• _INSTRUCTIONS FOR THE TASK_
Count how many lines in the data below contain the word "ornamental". Reply with the number alone.

• _RECORDS PROVIDED_
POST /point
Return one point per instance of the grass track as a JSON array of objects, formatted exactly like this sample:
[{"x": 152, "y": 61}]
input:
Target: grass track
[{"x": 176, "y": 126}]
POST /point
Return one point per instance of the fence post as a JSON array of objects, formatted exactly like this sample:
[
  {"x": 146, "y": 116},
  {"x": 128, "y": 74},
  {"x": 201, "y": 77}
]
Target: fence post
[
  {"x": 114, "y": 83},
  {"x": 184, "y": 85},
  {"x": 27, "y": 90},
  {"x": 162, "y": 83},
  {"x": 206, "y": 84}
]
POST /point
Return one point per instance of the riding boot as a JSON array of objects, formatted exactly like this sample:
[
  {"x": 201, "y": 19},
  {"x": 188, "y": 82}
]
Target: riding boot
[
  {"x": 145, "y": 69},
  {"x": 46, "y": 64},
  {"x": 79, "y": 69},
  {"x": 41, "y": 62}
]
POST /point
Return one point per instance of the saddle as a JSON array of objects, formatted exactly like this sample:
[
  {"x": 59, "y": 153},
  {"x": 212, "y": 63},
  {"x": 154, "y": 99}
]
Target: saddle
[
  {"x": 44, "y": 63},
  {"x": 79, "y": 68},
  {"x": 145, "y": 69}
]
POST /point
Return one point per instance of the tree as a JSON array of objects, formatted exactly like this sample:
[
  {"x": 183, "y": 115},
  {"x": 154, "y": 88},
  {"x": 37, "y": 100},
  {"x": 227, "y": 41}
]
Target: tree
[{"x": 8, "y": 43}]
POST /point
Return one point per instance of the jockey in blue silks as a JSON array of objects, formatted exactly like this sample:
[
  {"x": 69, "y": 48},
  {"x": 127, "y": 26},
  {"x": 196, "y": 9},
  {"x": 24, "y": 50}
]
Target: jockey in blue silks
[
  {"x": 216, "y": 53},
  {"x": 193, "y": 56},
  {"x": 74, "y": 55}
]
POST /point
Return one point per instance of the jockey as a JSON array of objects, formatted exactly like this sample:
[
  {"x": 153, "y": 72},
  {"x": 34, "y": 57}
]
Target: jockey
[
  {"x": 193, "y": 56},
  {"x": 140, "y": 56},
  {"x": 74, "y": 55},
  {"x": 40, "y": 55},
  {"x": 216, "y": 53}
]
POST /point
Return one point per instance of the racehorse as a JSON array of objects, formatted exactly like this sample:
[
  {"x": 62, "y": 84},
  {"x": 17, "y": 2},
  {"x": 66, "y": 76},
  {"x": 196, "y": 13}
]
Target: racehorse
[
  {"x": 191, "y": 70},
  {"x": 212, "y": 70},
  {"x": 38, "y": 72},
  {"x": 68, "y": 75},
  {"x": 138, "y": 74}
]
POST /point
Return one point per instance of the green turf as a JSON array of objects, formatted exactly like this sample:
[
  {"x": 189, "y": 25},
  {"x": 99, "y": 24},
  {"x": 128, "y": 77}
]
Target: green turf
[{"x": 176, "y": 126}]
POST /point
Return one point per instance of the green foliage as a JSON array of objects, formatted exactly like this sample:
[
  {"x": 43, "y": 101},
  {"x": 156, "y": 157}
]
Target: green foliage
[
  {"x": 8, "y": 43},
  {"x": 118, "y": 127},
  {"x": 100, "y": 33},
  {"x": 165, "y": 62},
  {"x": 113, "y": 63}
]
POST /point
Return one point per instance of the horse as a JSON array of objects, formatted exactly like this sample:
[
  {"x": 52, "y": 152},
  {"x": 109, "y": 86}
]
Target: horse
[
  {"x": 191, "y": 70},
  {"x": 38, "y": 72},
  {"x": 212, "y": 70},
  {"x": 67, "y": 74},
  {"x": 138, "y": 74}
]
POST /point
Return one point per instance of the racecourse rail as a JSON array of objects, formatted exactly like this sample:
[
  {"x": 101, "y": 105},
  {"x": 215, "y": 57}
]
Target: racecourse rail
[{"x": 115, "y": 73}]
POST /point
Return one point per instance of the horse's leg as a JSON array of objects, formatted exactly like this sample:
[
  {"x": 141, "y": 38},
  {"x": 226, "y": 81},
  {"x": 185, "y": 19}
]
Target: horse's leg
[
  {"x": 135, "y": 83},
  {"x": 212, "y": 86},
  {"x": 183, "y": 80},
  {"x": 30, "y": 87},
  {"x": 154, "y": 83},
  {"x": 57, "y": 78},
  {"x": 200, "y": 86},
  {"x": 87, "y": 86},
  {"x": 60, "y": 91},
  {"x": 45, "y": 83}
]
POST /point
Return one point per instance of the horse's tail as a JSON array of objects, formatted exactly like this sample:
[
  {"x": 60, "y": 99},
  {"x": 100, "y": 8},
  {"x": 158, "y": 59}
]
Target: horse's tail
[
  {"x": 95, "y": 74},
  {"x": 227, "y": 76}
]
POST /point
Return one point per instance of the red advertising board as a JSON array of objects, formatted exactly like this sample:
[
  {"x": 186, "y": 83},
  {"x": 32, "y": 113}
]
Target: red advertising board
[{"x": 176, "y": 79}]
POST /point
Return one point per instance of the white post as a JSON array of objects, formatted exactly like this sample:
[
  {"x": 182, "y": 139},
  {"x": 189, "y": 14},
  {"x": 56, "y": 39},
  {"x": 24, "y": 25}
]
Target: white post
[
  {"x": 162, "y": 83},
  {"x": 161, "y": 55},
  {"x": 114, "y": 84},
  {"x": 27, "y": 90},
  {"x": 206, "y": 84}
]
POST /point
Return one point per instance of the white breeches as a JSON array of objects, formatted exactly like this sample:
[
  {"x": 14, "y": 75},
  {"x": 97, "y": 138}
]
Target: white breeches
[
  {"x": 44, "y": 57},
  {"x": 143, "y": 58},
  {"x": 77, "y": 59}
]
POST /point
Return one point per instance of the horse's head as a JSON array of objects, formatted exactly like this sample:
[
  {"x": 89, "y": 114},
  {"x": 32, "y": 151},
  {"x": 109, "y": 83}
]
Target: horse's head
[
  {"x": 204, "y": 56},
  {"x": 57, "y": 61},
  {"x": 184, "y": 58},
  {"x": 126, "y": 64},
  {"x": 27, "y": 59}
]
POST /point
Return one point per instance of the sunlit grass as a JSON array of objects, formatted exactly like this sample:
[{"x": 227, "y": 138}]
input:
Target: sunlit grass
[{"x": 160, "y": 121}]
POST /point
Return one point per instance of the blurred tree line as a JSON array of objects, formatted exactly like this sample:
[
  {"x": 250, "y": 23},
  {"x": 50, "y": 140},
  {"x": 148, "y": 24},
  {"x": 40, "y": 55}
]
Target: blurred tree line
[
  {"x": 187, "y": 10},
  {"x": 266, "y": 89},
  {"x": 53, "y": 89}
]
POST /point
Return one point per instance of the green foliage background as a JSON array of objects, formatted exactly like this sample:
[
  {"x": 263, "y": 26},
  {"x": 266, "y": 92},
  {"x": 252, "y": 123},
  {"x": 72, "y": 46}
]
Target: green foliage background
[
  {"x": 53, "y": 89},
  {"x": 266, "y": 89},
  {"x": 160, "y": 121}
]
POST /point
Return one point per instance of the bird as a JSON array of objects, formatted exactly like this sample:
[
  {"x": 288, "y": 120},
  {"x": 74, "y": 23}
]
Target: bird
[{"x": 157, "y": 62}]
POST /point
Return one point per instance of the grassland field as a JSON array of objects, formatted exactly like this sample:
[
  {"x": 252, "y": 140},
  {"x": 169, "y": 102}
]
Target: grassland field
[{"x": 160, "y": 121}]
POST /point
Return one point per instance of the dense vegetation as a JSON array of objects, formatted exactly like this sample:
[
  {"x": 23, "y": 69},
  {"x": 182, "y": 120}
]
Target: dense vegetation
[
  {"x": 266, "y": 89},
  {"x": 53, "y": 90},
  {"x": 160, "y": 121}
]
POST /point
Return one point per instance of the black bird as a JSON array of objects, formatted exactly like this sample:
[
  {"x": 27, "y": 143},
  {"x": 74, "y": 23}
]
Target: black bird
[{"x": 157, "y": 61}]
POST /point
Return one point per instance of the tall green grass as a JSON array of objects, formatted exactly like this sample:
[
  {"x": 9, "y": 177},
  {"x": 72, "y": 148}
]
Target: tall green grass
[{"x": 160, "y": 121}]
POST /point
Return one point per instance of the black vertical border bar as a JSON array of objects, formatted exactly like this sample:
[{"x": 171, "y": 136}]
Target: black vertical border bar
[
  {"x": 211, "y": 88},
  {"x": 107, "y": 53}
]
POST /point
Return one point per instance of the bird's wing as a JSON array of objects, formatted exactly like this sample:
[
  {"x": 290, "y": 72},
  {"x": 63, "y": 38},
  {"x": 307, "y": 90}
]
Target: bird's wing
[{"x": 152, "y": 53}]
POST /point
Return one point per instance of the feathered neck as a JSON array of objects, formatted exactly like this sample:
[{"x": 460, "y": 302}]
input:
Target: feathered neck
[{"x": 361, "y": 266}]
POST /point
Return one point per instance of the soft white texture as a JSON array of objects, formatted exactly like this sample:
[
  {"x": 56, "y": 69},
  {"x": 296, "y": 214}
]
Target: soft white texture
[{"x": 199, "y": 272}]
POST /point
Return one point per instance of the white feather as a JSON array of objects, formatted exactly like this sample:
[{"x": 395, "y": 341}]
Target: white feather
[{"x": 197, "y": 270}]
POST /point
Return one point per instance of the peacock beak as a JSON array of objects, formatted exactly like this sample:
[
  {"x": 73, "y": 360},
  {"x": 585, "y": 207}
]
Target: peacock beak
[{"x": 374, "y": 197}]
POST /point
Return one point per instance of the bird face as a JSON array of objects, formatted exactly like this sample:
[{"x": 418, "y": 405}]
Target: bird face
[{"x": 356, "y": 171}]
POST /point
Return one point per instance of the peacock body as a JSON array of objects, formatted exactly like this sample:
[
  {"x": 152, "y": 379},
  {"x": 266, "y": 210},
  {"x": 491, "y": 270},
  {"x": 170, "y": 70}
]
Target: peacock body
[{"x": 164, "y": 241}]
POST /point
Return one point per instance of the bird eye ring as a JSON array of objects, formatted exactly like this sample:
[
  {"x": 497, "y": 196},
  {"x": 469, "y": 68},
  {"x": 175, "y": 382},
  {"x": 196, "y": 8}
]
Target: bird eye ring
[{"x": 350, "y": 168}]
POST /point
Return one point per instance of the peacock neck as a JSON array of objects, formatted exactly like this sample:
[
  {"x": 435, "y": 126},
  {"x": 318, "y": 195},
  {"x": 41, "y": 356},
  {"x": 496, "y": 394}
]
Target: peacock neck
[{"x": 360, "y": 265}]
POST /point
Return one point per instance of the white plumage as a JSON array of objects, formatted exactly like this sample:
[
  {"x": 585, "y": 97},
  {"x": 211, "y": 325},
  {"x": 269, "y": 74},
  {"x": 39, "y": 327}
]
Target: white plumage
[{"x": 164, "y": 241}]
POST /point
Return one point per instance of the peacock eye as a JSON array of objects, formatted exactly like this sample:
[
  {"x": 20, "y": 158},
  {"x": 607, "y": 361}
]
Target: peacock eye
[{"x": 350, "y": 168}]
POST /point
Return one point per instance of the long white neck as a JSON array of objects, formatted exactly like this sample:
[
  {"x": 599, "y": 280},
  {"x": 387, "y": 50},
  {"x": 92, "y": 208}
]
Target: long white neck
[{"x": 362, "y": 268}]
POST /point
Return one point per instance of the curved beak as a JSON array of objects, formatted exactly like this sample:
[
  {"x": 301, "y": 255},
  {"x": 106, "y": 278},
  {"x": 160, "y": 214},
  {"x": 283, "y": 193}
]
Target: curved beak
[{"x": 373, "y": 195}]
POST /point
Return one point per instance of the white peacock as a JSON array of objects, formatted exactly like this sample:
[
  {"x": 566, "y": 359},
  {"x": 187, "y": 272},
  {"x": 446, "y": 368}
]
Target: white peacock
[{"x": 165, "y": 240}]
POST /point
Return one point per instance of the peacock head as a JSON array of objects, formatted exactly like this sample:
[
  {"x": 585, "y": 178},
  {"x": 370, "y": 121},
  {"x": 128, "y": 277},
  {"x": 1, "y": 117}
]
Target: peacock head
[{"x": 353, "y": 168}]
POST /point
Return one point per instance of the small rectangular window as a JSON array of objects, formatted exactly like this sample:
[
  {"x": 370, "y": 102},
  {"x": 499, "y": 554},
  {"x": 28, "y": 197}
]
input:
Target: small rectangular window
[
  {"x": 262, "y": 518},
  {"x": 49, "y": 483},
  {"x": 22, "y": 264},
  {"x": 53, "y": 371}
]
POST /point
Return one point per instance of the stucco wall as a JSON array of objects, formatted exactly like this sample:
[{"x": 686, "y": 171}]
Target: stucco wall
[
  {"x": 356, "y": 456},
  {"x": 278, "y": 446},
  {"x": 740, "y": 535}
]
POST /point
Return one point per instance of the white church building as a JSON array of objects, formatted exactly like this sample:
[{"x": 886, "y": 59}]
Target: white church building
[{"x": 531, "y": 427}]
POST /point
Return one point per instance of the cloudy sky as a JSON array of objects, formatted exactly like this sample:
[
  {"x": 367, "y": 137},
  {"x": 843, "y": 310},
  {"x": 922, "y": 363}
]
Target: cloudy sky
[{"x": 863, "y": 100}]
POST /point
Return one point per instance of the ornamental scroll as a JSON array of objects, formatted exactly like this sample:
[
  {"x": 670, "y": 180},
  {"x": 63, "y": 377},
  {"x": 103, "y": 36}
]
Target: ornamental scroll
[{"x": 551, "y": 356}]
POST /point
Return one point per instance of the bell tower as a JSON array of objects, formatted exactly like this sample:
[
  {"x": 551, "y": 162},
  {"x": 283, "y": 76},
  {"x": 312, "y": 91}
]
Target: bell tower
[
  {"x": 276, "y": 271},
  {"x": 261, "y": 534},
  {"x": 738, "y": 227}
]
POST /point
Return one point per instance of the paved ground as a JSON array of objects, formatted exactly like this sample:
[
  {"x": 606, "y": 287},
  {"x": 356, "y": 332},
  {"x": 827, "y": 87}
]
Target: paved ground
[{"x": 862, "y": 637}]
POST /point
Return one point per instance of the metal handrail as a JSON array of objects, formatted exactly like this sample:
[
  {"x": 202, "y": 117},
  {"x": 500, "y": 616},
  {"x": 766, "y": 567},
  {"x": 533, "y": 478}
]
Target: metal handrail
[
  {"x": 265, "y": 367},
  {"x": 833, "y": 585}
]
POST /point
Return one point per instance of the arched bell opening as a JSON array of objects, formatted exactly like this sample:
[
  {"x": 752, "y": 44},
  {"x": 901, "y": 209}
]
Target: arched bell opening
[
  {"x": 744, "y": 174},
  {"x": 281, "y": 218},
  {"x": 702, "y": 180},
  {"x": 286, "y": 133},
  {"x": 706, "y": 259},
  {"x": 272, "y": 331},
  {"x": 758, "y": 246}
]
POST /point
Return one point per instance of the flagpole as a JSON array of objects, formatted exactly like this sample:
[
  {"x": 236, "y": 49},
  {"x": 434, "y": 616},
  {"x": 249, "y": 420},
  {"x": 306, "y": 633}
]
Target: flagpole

• _EXERCISE ANSWER_
2